» Given entries
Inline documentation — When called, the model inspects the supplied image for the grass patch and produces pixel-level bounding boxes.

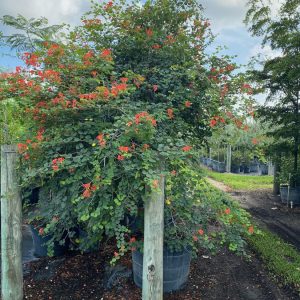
[206,170,273,190]
[248,230,300,292]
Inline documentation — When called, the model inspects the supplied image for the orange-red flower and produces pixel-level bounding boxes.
[117,154,125,160]
[167,108,174,119]
[152,179,159,189]
[170,170,177,176]
[129,236,136,243]
[224,207,230,215]
[143,144,150,150]
[100,49,111,58]
[182,146,192,152]
[248,225,254,234]
[146,28,153,36]
[119,146,130,153]
[209,119,217,127]
[198,229,204,235]
[152,44,161,50]
[184,101,192,107]
[96,133,106,148]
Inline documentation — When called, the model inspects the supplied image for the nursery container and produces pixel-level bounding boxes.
[132,250,191,293]
[231,165,240,174]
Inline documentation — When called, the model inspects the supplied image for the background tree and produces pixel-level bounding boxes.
[245,0,300,185]
[0,15,65,52]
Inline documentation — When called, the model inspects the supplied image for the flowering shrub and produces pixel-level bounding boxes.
[1,0,253,259]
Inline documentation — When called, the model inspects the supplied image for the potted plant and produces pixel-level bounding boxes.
[129,168,251,292]
[0,0,256,290]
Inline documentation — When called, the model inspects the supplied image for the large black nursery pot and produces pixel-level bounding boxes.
[30,225,69,257]
[230,165,240,174]
[132,250,192,293]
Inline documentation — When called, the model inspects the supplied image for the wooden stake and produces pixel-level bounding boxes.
[142,176,165,300]
[1,145,23,300]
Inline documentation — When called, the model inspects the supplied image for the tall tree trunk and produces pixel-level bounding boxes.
[292,93,299,186]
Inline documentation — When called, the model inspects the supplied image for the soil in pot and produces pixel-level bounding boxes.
[132,250,191,293]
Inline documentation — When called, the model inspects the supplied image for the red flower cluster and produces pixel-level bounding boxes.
[184,101,192,107]
[119,146,130,153]
[18,143,28,154]
[52,157,65,171]
[252,138,258,145]
[36,127,45,142]
[152,84,158,93]
[104,1,113,10]
[167,108,174,119]
[146,28,153,36]
[152,44,161,50]
[100,49,112,60]
[96,133,106,148]
[22,52,40,67]
[79,93,98,100]
[134,111,157,126]
[241,83,253,95]
[152,179,159,189]
[82,19,101,27]
[248,225,254,234]
[117,154,125,160]
[224,207,230,215]
[45,44,64,56]
[82,51,94,66]
[182,146,192,152]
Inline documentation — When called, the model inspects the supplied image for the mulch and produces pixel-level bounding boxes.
[24,245,300,300]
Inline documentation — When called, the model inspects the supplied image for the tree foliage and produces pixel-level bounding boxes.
[0,0,253,257]
[245,0,300,184]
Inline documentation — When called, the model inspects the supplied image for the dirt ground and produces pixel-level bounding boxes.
[24,247,300,300]
[24,184,300,300]
[209,178,300,250]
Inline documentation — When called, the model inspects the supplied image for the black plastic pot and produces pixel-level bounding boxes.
[280,185,300,205]
[132,250,192,293]
[30,225,68,257]
[231,165,240,174]
[244,166,250,174]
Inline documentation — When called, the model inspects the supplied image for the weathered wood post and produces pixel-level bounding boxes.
[1,145,23,300]
[226,145,231,173]
[142,175,165,300]
[273,154,281,195]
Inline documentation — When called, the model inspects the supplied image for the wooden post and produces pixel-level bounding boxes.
[1,145,23,300]
[142,175,165,300]
[226,145,231,173]
[273,160,280,195]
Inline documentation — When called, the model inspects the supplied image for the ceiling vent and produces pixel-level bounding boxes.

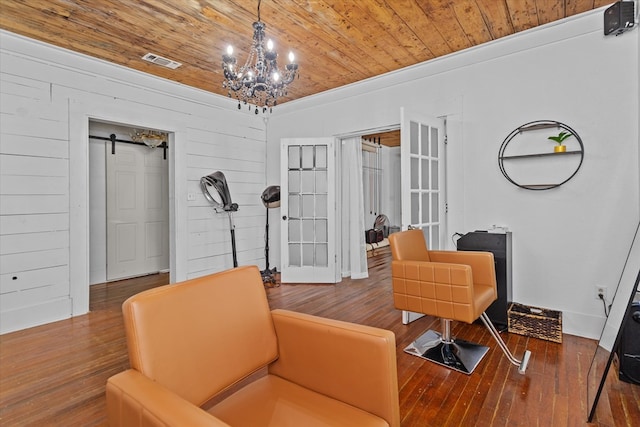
[142,53,182,70]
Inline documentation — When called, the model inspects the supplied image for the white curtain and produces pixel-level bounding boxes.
[341,137,369,279]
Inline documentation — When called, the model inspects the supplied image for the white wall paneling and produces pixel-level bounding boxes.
[0,31,266,333]
[267,9,640,337]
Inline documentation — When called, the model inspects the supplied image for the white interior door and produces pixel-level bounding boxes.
[400,109,446,246]
[280,138,337,283]
[106,144,169,280]
[400,109,446,324]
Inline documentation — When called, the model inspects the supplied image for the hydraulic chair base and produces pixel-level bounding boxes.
[404,313,531,374]
[404,330,489,374]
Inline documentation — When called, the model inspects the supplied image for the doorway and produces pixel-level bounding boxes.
[89,121,169,285]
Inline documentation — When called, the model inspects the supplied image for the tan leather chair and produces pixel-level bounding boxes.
[107,266,400,427]
[389,229,531,374]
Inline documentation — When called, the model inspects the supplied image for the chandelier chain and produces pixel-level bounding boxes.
[222,0,298,114]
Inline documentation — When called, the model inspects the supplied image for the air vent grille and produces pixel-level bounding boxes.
[142,53,182,70]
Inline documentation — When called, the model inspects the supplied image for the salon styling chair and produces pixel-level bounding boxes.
[389,229,531,374]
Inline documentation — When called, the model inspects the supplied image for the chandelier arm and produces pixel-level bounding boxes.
[222,0,298,109]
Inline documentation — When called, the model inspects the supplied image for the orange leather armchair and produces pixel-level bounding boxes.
[107,266,400,427]
[389,229,531,374]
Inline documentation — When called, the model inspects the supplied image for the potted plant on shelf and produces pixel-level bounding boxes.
[548,131,573,153]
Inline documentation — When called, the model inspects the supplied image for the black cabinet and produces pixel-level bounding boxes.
[457,231,512,330]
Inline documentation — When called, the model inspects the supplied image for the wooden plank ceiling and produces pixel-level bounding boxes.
[0,0,613,108]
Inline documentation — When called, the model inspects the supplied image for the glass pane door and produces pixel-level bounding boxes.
[281,138,336,283]
[400,111,445,250]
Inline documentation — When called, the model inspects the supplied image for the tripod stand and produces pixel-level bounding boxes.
[260,185,280,285]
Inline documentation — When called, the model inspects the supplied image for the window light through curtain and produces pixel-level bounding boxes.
[341,137,371,279]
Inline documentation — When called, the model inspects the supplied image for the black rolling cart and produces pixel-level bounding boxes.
[457,231,512,331]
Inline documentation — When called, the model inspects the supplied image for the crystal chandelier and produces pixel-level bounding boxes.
[222,0,298,114]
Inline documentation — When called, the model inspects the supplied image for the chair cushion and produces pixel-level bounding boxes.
[208,375,388,427]
[123,266,278,406]
[389,229,431,261]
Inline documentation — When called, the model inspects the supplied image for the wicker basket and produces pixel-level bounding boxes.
[507,302,562,343]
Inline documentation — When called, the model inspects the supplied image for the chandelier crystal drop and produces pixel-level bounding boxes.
[222,0,298,114]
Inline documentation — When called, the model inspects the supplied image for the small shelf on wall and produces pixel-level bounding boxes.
[498,120,584,190]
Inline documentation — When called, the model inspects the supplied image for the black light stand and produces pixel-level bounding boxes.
[260,185,280,286]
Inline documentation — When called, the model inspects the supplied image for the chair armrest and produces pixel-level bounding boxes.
[269,310,400,427]
[106,369,229,427]
[429,251,496,287]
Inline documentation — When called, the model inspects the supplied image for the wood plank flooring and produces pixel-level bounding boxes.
[0,252,640,427]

» The problem
List every line in the items that contains the string "post". Case matters.

» Exercise answer
Inline documentation — When called, the model inspects the supplied image for the weathered wood post and produces pixel-level bounding boxes.
Inline documentation — When called, the model inspects the supplied image for the wooden post and produces pixel-level bounding boxes.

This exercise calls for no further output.